■ Textauszug ■
○ ○ ○ ○ ○

Burschenschafterkommers 2009? Alpenfestung schleifen!

Vom 19. bis 21. Juni 2009 soll in Innsbruck/Tirol der Festkommers der Burschenschaften abgehalten werden. Aktueller Anlass dafür ist, dass sich 2009 zum 200. Mal die Schlacht am Bergisel jährt.
Ein antifaschistisches Bündnis ruft zu Gegenaktion auf.

Text der autonomen Antifa Innsbruck


Die deutsch-völkische Szene Österreichs organisiert sich maßgeblich im Männerbund Burschenschaft, mit Netzwerkstrukturen zur FPÖ, deren Vorfeldorganisationen Ring freiheitlicher Jugend (RFJ), Ring freiheitlicher Studenten (RFS) und den Freiheitlichen Akademikerverbänden (FAV) sowie mit personellen Überschneidungen zum neonazistischen Kameradschafts-Umfeld. Mit den Umstrukturierungsprozessen im österreichischen Rechtsextremismus der 1990er Jahre, kommt den deutschnationalen Korporationen ein hoher Stellenwert zu. Die Verhaftung und langjährige Inhaftierung von Neonazi Kadern der Volkstreuen Außerparlamentarischen Opposition (VAPO), bereitete den eher im Verborgenen werkelnden Burschen das Feld.

○ ○ ○ ○ ○

[Einträge zur Beschriftung von Bildorten]
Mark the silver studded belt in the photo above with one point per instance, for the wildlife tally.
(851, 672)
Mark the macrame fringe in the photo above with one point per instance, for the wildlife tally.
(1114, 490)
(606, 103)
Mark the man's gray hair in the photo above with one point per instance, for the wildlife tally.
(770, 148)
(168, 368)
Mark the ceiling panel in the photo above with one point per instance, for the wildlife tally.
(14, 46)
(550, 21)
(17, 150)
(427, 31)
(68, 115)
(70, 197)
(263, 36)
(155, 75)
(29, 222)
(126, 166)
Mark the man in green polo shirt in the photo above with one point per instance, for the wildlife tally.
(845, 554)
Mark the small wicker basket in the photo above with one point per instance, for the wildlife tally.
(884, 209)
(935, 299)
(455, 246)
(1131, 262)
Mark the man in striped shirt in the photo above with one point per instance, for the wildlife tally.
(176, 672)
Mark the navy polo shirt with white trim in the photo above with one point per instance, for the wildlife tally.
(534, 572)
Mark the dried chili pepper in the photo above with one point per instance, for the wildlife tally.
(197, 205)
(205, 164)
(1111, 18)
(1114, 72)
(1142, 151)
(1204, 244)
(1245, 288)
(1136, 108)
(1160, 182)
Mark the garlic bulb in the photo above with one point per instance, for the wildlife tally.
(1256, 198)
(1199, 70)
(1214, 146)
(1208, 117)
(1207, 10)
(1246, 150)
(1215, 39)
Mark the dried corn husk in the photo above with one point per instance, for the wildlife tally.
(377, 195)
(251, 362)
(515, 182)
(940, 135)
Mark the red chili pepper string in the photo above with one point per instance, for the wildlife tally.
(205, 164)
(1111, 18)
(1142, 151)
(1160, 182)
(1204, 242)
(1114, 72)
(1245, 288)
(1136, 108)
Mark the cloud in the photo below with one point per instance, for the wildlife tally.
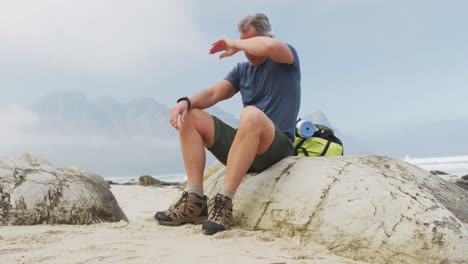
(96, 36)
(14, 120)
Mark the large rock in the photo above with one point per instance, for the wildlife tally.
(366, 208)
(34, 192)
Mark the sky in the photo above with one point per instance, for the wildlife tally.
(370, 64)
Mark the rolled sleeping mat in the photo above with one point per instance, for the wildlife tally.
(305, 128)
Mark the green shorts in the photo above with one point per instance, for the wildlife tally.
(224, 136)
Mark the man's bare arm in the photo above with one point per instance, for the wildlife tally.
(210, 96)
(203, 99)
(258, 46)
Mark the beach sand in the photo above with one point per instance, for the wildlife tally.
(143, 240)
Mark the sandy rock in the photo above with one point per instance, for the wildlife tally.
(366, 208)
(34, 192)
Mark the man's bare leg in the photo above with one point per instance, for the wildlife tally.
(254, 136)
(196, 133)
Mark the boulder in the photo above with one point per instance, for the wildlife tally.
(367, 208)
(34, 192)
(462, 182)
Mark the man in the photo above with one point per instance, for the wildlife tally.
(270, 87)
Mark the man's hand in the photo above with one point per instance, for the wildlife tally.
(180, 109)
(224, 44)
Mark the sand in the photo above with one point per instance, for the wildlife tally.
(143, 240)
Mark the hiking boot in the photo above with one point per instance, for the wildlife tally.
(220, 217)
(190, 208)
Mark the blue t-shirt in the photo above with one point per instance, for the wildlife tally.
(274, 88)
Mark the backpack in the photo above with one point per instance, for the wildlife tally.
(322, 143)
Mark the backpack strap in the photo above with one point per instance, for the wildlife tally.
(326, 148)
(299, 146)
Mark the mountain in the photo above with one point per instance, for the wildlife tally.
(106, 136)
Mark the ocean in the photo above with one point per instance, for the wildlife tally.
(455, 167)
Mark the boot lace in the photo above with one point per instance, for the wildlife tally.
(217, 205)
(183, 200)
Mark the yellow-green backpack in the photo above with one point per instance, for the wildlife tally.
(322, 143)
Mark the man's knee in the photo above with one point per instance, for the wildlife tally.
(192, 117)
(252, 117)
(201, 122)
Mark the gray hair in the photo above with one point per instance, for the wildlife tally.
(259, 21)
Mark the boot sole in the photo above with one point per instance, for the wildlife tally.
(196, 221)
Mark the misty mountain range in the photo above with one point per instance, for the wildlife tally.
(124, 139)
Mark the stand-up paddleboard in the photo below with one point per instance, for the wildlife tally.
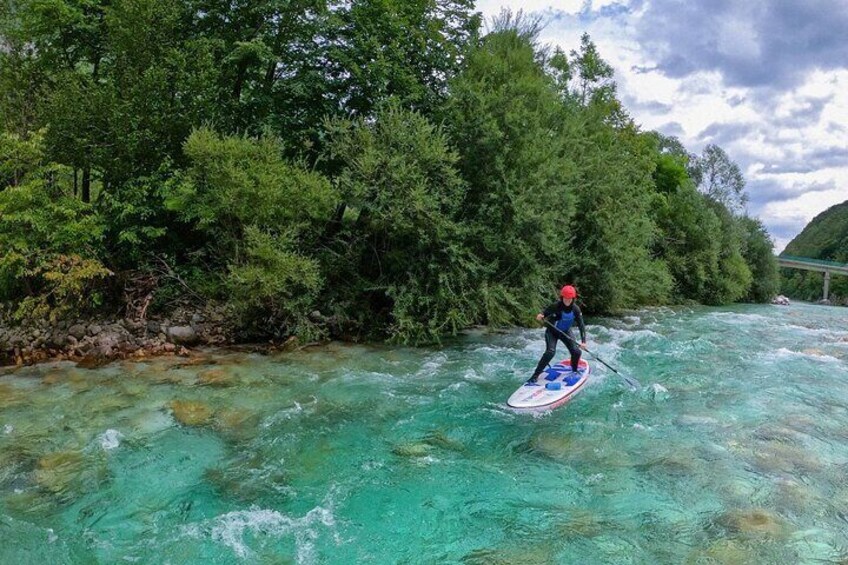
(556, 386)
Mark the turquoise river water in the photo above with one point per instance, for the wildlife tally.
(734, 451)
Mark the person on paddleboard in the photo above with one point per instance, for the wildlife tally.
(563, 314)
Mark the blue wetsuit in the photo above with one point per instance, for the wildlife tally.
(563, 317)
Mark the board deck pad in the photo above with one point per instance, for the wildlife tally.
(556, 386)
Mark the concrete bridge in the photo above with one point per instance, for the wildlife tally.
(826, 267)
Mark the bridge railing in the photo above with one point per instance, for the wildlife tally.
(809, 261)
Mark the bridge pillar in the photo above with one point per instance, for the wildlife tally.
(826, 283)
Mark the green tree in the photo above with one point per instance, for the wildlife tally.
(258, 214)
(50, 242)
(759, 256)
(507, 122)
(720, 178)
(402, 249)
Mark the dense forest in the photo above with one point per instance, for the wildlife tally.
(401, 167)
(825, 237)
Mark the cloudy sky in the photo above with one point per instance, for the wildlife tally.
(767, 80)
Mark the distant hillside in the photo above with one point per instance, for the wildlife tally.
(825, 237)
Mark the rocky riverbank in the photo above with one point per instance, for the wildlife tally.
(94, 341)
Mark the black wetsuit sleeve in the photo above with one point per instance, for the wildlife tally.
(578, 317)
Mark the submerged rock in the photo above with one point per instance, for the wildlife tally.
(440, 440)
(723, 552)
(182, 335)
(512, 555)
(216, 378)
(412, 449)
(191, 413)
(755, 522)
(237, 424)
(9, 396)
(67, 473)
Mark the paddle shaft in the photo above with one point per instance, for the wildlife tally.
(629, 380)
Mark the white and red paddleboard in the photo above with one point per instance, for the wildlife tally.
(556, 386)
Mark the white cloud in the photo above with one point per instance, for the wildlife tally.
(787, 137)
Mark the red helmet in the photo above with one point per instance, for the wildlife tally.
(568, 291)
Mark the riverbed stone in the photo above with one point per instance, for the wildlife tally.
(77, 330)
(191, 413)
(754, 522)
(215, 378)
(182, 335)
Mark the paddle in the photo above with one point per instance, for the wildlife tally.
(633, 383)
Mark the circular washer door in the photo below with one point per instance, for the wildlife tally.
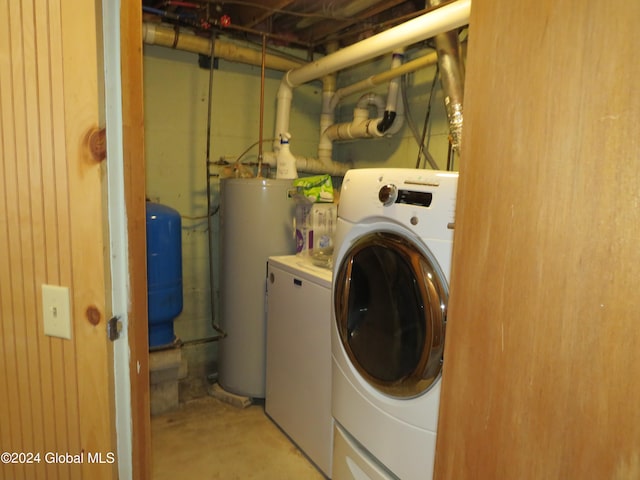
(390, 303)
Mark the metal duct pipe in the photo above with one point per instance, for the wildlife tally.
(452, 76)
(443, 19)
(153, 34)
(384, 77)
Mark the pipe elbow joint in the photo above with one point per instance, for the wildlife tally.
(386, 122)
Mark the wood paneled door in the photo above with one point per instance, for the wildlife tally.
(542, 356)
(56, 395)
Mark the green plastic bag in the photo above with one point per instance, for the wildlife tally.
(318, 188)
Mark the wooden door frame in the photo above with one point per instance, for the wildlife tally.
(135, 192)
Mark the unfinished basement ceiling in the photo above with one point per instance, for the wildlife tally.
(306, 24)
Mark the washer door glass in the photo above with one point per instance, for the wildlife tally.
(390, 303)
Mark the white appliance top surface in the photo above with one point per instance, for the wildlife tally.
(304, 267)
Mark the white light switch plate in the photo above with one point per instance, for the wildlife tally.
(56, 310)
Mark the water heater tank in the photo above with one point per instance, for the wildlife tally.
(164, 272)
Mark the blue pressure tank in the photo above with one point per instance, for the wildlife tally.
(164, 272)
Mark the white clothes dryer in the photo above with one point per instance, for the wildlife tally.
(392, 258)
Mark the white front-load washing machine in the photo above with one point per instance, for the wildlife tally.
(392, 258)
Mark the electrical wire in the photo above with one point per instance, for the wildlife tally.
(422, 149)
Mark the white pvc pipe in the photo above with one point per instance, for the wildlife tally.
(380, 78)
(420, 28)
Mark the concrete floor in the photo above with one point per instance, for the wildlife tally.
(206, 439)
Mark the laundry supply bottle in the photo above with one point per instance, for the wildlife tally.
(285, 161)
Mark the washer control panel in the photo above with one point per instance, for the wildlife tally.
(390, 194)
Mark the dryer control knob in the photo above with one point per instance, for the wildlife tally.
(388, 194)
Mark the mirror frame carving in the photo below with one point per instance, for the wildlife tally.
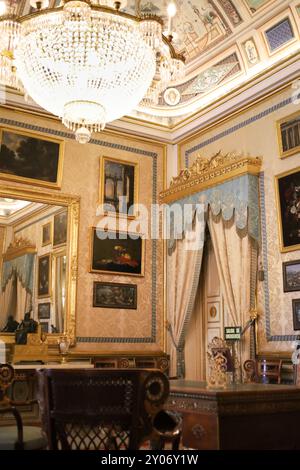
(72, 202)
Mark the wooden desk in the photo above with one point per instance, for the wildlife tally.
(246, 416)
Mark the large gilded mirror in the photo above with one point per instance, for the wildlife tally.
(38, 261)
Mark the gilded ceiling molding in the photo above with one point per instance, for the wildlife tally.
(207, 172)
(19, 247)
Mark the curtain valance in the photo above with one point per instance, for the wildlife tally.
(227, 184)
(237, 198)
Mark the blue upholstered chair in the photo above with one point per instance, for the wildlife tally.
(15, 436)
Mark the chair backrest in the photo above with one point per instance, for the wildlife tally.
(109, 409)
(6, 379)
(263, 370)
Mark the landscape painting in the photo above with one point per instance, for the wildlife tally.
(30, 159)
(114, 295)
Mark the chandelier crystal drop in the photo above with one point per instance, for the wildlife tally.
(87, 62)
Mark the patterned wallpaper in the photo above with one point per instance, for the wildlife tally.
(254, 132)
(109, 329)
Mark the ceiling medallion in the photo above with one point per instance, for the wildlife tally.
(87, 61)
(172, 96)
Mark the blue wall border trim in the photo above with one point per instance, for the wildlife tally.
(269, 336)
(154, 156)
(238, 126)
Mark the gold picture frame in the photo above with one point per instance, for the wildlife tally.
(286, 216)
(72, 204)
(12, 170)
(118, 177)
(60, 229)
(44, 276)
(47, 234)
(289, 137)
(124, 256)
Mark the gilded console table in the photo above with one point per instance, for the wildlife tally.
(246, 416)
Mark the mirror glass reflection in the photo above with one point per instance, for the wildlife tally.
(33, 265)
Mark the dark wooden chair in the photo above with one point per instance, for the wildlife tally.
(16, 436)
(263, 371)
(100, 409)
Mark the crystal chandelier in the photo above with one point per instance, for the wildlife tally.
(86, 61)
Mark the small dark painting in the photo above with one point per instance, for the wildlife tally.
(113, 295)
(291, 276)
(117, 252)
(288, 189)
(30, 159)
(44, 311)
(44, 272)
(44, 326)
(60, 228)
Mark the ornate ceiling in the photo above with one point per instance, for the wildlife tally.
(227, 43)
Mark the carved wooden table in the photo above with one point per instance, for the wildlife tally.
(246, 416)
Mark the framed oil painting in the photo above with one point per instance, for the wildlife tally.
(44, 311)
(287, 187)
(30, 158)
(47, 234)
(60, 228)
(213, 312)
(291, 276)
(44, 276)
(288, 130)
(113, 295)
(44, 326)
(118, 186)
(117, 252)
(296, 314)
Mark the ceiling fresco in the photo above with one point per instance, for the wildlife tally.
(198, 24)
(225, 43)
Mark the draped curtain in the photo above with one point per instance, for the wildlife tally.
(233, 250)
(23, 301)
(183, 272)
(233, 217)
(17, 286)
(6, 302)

○ ○ ○ ○ ○

■ Die Aufgaben ■
1. Welcher Jahrestag ist laut Textauszug der Anlass für den Festkommers 2009?
2. Prüfe anhand des Textauszugs, ob diese Aussagen zutreffen, und belege jede Antwort mit einem wörtlichen Zitat: (a) Der Festkommers soll in Wien stattfinden. (b) Ein antifaschistisches Bündnis ruft zu einer Gegenaktion auf. (c) Die Neonazi-Kader der VAPO waren nur kurze Zeit in Haft.
3. Fasse den Textauszug in drei Sätzen zusammen.

■ Ausgearbeitete Lösungen ■
1. Der 200. Jahrestag der Schlacht am Bergisel.

2.
(a) Nein: „in Innsbruck/Tirol der Festkommers der Burschenschaften“
(b) Ja: „Ein antifaschistisches Bündnis ruft zu Gegenaktion auf.“
(c) Nein: „Die Verhaftung und langjährige Inhaftierung von Neonazi Kadern der Volkstreuen Außerparlamentarischen Opposition (VAPO)“

3. Vom 19. bis 21. Juni 2009 soll in Innsbruck der Festkommers der Burschenschaften zum 200. Jahrestag der Schlacht am Bergisel stattfinden, und ein antifaschistisches Bündnis ruft zu einer Gegenaktion auf. Die deutsch-völkische Szene Österreichs organisiert sich vor allem in Burschenschaften, die mit der FPÖ und deren Vorfeldorganisationen vernetzt sind und personelle Überschneidungen zum neonazistischen Kameradschafts-Umfeld haben. Seit den Umstrukturierungen im österreichischen Rechtsextremismus der 1990er Jahre kommt diesen Korporationen ein hoher Stellenwert zu, wozu die langjährige Inhaftierung von VAPO-Kadern beitrug.